▶ [PROBLEM TO SOLVE]: Every line of the material that includes the word "green" is to be shown.

▶ [INPUT FOR THIS TASK]:
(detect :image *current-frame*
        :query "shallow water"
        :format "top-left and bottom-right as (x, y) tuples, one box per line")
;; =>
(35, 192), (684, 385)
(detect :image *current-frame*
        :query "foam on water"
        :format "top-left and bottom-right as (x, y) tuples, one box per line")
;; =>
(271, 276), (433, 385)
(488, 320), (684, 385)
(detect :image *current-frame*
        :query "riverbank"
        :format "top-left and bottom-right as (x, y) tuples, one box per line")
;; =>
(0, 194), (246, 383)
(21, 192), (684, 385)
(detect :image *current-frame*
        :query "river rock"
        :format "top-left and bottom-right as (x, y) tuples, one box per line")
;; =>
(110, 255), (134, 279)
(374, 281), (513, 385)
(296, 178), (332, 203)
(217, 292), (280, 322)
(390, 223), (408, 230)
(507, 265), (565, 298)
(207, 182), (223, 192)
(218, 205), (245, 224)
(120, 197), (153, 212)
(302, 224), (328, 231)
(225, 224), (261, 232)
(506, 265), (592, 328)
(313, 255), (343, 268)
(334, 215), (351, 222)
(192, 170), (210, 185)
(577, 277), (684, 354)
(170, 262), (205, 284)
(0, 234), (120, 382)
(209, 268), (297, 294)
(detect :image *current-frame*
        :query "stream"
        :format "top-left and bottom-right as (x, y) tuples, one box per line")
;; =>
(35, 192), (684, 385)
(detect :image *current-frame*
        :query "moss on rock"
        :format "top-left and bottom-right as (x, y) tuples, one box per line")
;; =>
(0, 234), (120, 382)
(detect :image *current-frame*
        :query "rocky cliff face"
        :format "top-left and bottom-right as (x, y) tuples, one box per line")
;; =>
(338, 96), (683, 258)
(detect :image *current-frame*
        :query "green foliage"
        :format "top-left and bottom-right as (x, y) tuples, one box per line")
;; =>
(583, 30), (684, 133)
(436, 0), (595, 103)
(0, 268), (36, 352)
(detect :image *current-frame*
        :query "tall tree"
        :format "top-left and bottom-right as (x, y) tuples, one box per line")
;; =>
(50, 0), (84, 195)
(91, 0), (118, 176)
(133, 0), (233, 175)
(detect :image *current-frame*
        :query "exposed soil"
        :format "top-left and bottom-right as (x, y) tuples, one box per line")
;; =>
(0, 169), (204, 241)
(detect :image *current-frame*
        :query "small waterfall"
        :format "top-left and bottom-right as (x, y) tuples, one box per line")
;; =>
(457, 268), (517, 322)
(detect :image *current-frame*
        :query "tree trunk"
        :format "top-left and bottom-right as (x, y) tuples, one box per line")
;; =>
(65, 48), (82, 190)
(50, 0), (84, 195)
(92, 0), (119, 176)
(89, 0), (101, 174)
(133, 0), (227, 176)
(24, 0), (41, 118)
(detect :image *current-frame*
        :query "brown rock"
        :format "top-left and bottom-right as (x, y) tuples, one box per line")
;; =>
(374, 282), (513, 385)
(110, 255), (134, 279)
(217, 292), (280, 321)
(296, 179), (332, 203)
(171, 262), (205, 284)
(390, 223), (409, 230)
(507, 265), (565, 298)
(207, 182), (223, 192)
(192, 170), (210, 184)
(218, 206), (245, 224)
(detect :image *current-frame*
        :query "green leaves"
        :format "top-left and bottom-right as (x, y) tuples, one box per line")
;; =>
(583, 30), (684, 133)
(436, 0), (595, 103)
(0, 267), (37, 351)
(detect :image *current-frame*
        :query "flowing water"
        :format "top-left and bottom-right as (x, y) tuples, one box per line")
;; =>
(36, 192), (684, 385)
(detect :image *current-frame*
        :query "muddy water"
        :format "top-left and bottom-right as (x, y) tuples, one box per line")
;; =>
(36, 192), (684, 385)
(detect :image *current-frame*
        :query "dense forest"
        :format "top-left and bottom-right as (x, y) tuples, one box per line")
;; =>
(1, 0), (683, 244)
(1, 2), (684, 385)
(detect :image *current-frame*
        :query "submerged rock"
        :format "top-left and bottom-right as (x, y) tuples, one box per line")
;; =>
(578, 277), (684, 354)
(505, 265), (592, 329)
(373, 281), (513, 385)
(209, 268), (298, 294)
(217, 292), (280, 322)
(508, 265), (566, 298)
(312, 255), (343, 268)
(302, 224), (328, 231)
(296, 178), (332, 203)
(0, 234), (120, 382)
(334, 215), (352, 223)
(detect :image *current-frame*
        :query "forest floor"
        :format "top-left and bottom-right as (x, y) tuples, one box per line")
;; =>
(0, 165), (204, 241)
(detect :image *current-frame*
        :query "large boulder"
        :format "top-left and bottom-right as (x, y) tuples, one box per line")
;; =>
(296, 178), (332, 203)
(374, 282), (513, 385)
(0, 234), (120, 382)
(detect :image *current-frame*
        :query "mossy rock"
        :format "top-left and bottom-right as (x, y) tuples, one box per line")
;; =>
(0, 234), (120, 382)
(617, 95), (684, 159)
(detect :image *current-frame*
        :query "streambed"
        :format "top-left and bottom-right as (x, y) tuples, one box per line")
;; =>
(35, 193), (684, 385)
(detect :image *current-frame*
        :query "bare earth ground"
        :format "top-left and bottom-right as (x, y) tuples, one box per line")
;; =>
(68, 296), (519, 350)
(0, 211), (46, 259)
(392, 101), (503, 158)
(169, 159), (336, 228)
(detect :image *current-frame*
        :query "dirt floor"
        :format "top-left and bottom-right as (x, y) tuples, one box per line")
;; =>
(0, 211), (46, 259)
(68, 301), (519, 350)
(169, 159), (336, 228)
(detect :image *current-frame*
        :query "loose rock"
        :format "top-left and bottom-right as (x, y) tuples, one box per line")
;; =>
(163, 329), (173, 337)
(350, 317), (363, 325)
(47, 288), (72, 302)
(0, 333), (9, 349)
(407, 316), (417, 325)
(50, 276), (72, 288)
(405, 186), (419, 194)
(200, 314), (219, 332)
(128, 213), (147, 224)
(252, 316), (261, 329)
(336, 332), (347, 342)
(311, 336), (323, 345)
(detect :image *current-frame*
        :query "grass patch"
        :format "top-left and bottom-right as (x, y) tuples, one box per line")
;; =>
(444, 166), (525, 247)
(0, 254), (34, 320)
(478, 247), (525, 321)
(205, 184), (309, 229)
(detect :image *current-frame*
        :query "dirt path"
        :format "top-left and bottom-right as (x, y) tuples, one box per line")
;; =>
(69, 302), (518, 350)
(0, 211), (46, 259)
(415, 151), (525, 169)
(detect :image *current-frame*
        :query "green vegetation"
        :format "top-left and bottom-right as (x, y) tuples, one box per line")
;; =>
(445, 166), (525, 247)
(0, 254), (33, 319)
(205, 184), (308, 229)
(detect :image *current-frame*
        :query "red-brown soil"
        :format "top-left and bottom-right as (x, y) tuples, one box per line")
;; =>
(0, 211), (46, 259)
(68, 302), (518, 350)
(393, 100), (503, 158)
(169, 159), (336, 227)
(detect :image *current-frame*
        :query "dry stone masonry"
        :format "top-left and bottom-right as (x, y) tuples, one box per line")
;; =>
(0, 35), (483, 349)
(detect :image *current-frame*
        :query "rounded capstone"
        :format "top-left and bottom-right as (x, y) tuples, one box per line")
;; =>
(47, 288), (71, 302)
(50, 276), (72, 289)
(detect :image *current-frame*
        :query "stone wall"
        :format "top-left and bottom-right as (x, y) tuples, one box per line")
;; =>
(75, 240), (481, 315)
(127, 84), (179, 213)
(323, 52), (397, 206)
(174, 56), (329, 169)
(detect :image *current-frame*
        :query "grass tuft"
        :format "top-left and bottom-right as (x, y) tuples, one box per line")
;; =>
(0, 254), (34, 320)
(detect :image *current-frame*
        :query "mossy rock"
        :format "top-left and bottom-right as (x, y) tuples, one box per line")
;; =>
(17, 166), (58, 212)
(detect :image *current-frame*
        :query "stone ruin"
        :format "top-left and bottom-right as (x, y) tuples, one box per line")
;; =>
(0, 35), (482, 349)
--
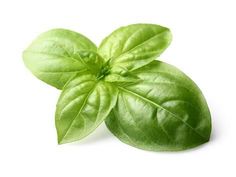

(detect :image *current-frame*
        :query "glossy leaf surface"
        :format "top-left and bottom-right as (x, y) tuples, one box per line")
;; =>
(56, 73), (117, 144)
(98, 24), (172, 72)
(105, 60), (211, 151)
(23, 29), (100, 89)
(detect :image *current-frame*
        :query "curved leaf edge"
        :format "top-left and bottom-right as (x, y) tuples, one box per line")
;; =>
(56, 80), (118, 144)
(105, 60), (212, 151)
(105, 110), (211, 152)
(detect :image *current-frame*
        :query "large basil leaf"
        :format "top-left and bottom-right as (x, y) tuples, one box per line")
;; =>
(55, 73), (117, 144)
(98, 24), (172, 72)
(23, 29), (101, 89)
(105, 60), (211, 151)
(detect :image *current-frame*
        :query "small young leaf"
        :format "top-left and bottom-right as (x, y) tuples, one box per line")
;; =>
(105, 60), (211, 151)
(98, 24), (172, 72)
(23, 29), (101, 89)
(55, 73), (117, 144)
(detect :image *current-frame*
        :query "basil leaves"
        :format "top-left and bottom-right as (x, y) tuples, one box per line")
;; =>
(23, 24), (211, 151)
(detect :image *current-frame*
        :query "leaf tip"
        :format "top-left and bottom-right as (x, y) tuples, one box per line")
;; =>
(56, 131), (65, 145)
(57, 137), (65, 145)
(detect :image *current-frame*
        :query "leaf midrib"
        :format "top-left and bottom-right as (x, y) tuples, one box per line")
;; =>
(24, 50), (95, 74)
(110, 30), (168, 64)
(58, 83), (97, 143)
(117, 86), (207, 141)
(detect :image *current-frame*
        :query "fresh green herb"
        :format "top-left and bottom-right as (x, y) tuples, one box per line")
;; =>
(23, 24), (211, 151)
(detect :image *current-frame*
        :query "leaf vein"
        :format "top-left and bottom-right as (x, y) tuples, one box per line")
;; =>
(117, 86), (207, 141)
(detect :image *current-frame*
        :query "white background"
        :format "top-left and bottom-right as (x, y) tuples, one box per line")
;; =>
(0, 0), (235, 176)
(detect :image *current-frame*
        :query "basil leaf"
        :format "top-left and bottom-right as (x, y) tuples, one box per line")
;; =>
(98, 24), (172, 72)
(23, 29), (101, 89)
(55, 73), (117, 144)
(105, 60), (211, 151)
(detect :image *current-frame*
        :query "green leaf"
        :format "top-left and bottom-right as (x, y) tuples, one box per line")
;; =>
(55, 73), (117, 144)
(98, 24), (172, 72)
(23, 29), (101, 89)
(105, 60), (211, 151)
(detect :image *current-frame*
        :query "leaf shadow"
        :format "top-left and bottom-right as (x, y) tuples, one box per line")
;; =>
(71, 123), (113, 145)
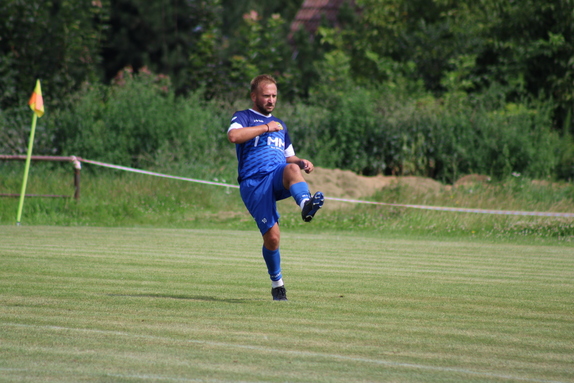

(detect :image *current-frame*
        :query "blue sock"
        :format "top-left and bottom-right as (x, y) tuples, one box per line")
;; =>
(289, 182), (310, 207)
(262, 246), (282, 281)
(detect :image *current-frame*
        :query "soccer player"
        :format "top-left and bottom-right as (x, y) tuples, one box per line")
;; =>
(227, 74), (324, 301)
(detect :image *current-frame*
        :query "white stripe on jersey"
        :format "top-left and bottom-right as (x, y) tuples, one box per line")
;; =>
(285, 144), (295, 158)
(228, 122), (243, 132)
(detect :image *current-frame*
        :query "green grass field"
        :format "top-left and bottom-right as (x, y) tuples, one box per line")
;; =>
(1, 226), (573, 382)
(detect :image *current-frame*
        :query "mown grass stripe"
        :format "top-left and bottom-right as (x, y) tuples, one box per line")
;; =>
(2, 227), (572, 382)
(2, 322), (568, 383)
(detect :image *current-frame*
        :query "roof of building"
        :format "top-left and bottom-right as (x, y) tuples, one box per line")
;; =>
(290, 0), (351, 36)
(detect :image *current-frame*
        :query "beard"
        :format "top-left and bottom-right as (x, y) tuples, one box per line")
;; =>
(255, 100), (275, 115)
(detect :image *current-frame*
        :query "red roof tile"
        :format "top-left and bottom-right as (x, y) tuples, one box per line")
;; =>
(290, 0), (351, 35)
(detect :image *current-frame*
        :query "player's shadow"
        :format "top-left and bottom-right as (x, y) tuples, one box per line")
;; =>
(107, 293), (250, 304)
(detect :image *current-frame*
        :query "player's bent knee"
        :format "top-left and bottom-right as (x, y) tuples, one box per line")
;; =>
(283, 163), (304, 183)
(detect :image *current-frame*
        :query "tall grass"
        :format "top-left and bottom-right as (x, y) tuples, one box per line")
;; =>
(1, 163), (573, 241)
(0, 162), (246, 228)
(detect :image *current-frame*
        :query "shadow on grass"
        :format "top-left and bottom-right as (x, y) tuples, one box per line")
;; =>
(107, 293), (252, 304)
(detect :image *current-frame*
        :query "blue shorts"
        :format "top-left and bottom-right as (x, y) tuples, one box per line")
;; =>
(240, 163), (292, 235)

▶ [YOUR SOLUTION]:
        :query "green foliage"
        :query "green leaves"
        :query "green vegetation"
        :query "fresh green herb"
        :query "green leaf"
        :query "green grass field"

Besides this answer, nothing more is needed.